> **Records for the task**:

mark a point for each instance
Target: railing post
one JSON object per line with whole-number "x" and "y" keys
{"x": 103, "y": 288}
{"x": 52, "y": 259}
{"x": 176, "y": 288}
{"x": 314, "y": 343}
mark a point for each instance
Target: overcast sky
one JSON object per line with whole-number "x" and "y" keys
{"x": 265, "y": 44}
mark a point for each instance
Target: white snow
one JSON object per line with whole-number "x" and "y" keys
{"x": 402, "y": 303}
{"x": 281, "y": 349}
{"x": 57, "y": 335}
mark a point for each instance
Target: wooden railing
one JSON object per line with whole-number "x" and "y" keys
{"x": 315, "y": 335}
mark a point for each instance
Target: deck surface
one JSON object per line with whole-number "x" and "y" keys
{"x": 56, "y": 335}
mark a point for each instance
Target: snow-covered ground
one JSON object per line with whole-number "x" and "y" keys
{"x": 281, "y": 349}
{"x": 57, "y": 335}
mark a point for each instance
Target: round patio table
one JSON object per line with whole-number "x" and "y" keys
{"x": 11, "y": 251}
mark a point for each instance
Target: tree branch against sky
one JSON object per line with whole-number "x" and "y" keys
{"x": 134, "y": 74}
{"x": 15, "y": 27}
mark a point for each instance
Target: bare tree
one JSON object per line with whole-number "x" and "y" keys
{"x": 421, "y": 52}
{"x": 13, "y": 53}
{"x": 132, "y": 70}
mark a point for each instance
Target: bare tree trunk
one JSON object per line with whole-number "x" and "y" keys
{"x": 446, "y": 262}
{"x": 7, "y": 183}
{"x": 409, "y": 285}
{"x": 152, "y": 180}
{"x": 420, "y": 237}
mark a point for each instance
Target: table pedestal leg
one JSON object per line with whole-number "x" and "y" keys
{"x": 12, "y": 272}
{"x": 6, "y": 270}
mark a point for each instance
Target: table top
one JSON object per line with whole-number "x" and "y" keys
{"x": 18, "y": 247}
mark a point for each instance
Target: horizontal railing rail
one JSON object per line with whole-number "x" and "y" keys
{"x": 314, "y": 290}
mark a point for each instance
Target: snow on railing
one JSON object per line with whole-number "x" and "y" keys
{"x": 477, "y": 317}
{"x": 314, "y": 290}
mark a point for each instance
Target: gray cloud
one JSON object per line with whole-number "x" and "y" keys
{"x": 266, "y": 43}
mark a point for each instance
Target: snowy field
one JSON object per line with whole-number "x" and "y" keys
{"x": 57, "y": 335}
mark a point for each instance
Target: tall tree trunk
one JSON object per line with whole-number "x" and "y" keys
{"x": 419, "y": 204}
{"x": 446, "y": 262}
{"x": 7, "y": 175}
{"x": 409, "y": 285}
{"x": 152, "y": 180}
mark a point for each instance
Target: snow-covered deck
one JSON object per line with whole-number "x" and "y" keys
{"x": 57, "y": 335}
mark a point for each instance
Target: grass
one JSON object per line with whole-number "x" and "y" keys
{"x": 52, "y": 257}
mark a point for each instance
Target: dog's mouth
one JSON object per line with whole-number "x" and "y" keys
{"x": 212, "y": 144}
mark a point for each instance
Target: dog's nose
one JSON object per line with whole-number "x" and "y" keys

> **The task**: Each record is to be restated word for word.

> **Task output**:
mark a point for each instance
Target: railing post
one JSON object per line with whole-number "x" and "y" keys
{"x": 103, "y": 288}
{"x": 52, "y": 259}
{"x": 176, "y": 288}
{"x": 314, "y": 343}
mark a point for each instance
Target: overcast sky
one JSON object per line with whole-number "x" and "y" keys
{"x": 265, "y": 44}
mark a point for each instance
Target: white snow
one JSON object per line with whole-number "x" and "y" keys
{"x": 402, "y": 303}
{"x": 281, "y": 349}
{"x": 57, "y": 335}
mark a point for each instance
Target: wooden railing
one JSON object per line with whole-number "x" and "y" keys
{"x": 315, "y": 335}
mark a point for each instance
Target: deck surface
one JSON object per line with whole-number "x" and "y" keys
{"x": 56, "y": 335}
mark a point for each instance
Target: snow-covered ground
one JSON object per line with whole-number "x" and "y" keys
{"x": 281, "y": 349}
{"x": 57, "y": 335}
mark a point for each instance
Target: round patio table
one JSON object per line with whole-number "x" and "y" keys
{"x": 11, "y": 251}
mark a point for each instance
Target: tree branch against sky
one JSON object per line with whole-number "x" and "y" keys
{"x": 134, "y": 74}
{"x": 15, "y": 27}
mark a point for each instance
Target: bare tree
one JSON object per line with whole-number "x" and "y" keys
{"x": 421, "y": 52}
{"x": 13, "y": 53}
{"x": 132, "y": 70}
mark a point for each instance
Target: bare tree trunk
one JSON object per line with whole-number "x" and "y" keys
{"x": 446, "y": 262}
{"x": 7, "y": 183}
{"x": 409, "y": 285}
{"x": 152, "y": 180}
{"x": 420, "y": 237}
mark a point for each instance
Target: table pedestal leg
one JSON object per line with whole-number "x" and "y" keys
{"x": 12, "y": 272}
{"x": 6, "y": 270}
mark a point for each instance
Target: table top
one JSON object per line with whole-number "x" and "y" keys
{"x": 18, "y": 247}
mark a point for each instance
Target: horizontal railing rail
one JSON object per line with whole-number "x" and "y" keys
{"x": 314, "y": 290}
mark a point for each instance
Target: snow on railing
one JSON object per line with whole-number "x" and "y" keys
{"x": 477, "y": 317}
{"x": 314, "y": 290}
mark a point for each instance
Target: gray cloud
one JSON object per line with whole-number "x" and "y" keys
{"x": 266, "y": 43}
mark a point for each instance
Target: snowy field
one JSON object per line with whole-number "x" and "y" keys
{"x": 57, "y": 335}
mark a point for each instance
Target: tall tree trunk
one JSON object per line with whole-number "x" and "y" keys
{"x": 419, "y": 204}
{"x": 446, "y": 262}
{"x": 7, "y": 175}
{"x": 409, "y": 285}
{"x": 152, "y": 180}
mark a point for each instance
Target: snow-covered deck
one JSON object per line with whole-number "x" and "y" keys
{"x": 57, "y": 335}
mark a point for each instance
Target: grass
one JSON object per line with whole-number "x" and "y" keys
{"x": 52, "y": 257}
mark a point for each instance
Target: dog's mouth
one JSON object per line with whole-number "x" and "y" keys
{"x": 212, "y": 144}
mark a point for each instance
Target: dog's nose
one JSON object per line with whole-number "x" and "y" keys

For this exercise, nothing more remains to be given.